### DIRECTIONS
Repeat, without any change, the entries presented below.

### EXTRACTED RECORDS

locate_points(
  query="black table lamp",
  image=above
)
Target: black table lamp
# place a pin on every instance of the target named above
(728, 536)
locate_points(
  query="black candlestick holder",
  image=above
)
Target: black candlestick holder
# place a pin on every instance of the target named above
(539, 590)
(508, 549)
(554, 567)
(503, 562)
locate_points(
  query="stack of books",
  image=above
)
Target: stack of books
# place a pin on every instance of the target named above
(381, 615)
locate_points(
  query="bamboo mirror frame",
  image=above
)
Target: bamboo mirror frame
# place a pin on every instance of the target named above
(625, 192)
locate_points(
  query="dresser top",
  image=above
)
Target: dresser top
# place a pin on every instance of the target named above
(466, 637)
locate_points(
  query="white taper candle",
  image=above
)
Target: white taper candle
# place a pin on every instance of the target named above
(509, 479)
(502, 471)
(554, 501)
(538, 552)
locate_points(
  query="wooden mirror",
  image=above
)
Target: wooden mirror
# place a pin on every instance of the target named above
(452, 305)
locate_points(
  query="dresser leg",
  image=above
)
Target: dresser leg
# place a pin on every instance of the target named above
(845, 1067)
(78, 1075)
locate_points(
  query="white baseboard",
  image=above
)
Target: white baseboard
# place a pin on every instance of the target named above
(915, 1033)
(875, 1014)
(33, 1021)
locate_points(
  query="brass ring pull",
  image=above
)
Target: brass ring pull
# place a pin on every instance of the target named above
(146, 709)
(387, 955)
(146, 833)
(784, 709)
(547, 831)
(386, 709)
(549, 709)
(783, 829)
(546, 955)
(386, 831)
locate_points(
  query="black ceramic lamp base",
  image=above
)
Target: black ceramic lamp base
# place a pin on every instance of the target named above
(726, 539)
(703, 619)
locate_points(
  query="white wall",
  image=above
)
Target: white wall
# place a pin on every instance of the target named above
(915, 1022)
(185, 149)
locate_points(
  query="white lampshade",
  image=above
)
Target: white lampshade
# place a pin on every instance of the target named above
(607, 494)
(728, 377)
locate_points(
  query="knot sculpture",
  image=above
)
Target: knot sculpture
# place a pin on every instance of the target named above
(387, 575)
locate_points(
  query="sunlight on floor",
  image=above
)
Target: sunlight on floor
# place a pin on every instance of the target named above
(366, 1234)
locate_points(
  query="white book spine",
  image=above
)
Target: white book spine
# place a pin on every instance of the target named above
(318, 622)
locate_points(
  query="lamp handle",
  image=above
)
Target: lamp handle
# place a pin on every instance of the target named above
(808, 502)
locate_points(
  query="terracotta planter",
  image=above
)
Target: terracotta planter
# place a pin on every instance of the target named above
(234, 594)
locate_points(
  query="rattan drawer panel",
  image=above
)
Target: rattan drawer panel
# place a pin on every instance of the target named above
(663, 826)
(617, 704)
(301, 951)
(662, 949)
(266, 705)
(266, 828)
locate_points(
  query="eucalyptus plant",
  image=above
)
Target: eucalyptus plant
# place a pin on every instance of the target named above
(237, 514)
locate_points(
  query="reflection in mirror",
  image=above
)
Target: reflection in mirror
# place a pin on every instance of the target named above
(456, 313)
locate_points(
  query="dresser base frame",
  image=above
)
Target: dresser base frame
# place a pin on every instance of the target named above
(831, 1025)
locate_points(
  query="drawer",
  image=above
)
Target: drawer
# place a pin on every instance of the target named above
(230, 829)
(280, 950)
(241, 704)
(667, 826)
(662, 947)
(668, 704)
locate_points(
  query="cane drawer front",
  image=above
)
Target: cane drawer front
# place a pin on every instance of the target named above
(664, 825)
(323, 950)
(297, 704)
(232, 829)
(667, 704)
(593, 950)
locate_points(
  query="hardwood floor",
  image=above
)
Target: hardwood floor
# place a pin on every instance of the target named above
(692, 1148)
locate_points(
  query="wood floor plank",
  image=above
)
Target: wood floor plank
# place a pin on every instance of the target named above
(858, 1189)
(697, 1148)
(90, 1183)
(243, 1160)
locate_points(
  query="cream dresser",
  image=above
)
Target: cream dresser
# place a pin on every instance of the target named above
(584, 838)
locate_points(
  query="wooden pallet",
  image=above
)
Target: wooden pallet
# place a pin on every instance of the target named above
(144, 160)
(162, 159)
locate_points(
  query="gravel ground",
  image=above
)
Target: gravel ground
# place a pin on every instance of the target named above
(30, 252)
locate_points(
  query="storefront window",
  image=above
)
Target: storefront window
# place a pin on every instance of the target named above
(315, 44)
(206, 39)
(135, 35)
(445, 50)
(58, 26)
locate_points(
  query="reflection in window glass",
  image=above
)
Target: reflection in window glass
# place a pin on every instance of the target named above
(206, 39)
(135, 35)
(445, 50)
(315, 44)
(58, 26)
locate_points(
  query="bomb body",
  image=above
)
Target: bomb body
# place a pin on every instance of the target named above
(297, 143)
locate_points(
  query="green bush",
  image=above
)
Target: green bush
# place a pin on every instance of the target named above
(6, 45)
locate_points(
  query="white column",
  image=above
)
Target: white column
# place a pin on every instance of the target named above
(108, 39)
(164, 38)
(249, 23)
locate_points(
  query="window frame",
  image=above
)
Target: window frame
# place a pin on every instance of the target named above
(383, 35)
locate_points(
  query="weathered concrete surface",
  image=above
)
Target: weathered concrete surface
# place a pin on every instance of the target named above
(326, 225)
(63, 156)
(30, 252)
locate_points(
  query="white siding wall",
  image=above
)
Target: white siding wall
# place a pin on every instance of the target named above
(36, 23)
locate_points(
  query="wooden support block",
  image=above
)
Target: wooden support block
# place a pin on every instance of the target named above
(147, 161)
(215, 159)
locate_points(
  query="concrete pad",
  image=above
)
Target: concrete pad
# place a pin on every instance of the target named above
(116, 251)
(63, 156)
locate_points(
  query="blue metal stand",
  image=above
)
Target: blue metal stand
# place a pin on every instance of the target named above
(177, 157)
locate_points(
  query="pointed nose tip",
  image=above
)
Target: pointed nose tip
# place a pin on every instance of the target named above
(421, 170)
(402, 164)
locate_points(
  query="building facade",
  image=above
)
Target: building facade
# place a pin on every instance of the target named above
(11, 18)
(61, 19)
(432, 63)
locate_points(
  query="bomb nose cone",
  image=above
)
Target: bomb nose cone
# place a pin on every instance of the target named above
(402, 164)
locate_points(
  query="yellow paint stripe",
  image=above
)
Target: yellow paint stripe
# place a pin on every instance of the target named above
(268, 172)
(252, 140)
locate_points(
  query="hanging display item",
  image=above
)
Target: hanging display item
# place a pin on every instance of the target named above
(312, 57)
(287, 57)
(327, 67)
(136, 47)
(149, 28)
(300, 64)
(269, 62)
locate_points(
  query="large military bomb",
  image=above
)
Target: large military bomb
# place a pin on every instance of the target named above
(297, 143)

### THE OUTPUT
locate_points(
  query="black table lamp",
  image=above
)
Target: black table lamp
# place a pin on every instance of the target named above
(728, 536)
locate_points(
  query="black candlestick holder",
  image=above
)
Target: black candlestick holder
# place a pin on every instance of the target named above
(539, 590)
(508, 549)
(554, 567)
(503, 562)
locate_points(
  query="stack of books",
  image=above
)
Target: stack of books
# place a pin on every instance of the target named above
(381, 615)
locate_points(
  query="bamboo mirror frame",
  image=above
)
Target: bamboo mirror frame
# place a pin on every instance of the target named above
(625, 192)
locate_points(
  query="dresser top",
  image=above
)
Target: dresser top
# place a pin on every instance of the target named above
(466, 637)
locate_points(
  query="white taper candle",
  image=above
)
Target: white taper candle
# place a pin on every instance of the target named above
(509, 479)
(502, 471)
(554, 501)
(538, 552)
locate_points(
  query="wooden mirror",
  image=above
)
Target: wooden mirror
# place a pin on every instance of the target named above
(452, 305)
locate_points(
  query="dresser leg",
  image=above
)
Target: dresser leg
# place a pin on every instance of the target named above
(845, 1067)
(78, 1075)
locate_points(
  query="white baseboard",
  image=above
)
Target: white baseboard
# place a pin on every instance of the target named above
(915, 1033)
(875, 1014)
(33, 1021)
locate_points(
  query="brass ring pull",
  image=above
)
Target: brass ring pull
# place a pin on every instance of the target named above
(146, 709)
(387, 955)
(146, 833)
(784, 709)
(547, 831)
(386, 709)
(549, 709)
(783, 829)
(546, 955)
(386, 831)
locate_points(
  query="black ceramic lamp base",
  image=above
)
Target: black ceramic lamp base
# place a pin on every instance of the target named above
(726, 539)
(703, 619)
locate_points(
  query="white wall",
  image=above
)
Target: white wall
# place a pin on every instance of the target named above
(915, 1022)
(185, 149)
locate_points(
  query="white lampshade",
  image=above
)
Target: white lampshade
# place a pin on every instance of the target named above
(607, 494)
(728, 377)
locate_points(
  query="knot sculpture",
  image=above
)
Target: knot sculpture
# place a pin on every instance of the target named above
(387, 575)
locate_points(
  query="sunlight on floor",
  image=above
)
Target: sunlight on floor
# place a pin on every instance of the target named above
(366, 1234)
locate_points(
  query="white book spine",
  image=above
)
Target: white book spine
# place a pin on every instance of the target named above
(318, 622)
locate_points(
  query="lamp handle",
  image=above
)
Target: lamp handle
# place a pin on every instance of the target named above
(808, 502)
locate_points(
  query="terracotta planter",
  image=above
)
Target: terracotta planter
# place a pin on every instance of the target named above
(234, 594)
locate_points(
  query="rattan drawer panel",
  image=above
)
Target: rattan drawer panel
# place a pin on every instance of the target named above
(663, 826)
(617, 704)
(301, 951)
(662, 949)
(266, 705)
(266, 828)
locate_points(
  query="eucalyptus plant",
  image=above
)
Target: eucalyptus plant
# place a pin on every instance of the target named above
(237, 514)
locate_points(
  query="reflection in mirror",
  image=above
)
Target: reflection in mirror
# place a pin on every instance of the target named above
(456, 313)
locate_points(
  query="dresser base frame",
  image=above
)
Target: dresser base frame
# place a pin on every instance of the target named above
(831, 1025)
locate_points(
  query="drawer",
  image=above
)
Target: drawer
# place a pin on every instance of the target named above
(230, 829)
(280, 950)
(241, 704)
(667, 826)
(662, 947)
(668, 704)
locate_points(
  query="cane drawer front",
  image=above
)
Target: cane drawer front
# place a pin on every instance of the target named above
(664, 825)
(323, 950)
(297, 704)
(232, 829)
(667, 704)
(593, 950)
locate_points(
  query="hardwood floor",
  image=above
)
Target: hardwood floor
# place a pin on every instance of the target named above
(692, 1148)
locate_points(
  query="wood floor plank",
  image=above
)
Target: wood floor plank
# place a pin on every instance of the target named above
(858, 1189)
(697, 1148)
(90, 1183)
(243, 1160)
locate_points(
  query="cream dresser",
  image=above
)
Target: cream dresser
# place a pin on every instance of the target named above
(584, 838)
locate_points(
  query="wooden pallet",
  image=above
)
Target: wooden pallet
# place a pin on every instance of the target named above
(144, 160)
(162, 159)
locate_points(
  query="gravel ground",
  image=above
)
Target: gravel ground
# place a pin on every instance of the target named above
(30, 252)
locate_points(
  query="storefront window",
  image=above
)
Target: storefront window
# place a pin on every instance of the target named above
(315, 44)
(206, 39)
(135, 35)
(445, 50)
(58, 26)
locate_points(
  query="reflection in window glass",
  image=above
)
Target: reflection in window glass
# place a pin on every instance of the target named above
(206, 39)
(135, 35)
(445, 50)
(315, 44)
(58, 26)
locate_points(
  query="bomb body",
  image=above
)
Target: bomb body
# place a pin on every instance of the target named above
(297, 143)
locate_points(
  query="green bush",
  image=above
)
Target: green bush
# place a pin on every instance of the target named above
(6, 45)
locate_points(
  query="white column",
  image=above
)
Target: white column
# place a pin on every instance of the target named above
(108, 39)
(164, 38)
(249, 23)
locate_points(
  query="window frame",
  image=above
)
Target: window frame
# place a pin on every instance of the target named above
(383, 35)
locate_points(
  query="weathered concrete surface",
  image=above
)
Target: weathered concrete surface
# place a pin on every instance of the target named above
(326, 225)
(63, 156)
(30, 252)
locate_points(
  query="white siding wall",
  image=above
)
Target: white siding wall
# place a pin on every instance of the target named above
(36, 23)
locate_points(
  query="wooden support block",
  image=above
)
Target: wooden support block
# place a pin on every instance of the target named above
(147, 161)
(215, 159)
locate_points(
  query="concrete pad",
  image=above
)
Target: concrete pad
# place a pin on every instance of the target named above
(116, 251)
(63, 156)
locate_points(
  query="blue metal stand",
  image=above
)
Target: blue metal stand
# place a pin on every instance of the target named above
(177, 157)
locate_points(
  query="pointed nose tip",
  image=above
)
Target: pointed nose tip
# place a pin on every instance of the target named above
(421, 170)
(402, 164)
locate_points(
  query="building facade",
  image=above
)
Target: building facade
# place a pin on every instance of the target named above
(11, 18)
(61, 19)
(432, 63)
locate_points(
  query="bomb nose cone",
  image=above
)
Target: bomb nose cone
# place a pin on every instance of the target named above
(402, 164)
locate_points(
  query="yellow paint stripe",
  image=above
)
Target: yellow paint stripe
# place a pin on every instance of the target named above
(268, 172)
(252, 140)
locate_points(
  query="hanging display item",
  image=above
)
Target: hanging display item
# place a pin on every instance of the target named above
(312, 57)
(287, 57)
(327, 67)
(136, 47)
(149, 28)
(300, 64)
(269, 62)
locate_points(
  query="large military bomb",
  image=above
)
Target: large military bomb
# place a pin on every instance of the target named above
(297, 143)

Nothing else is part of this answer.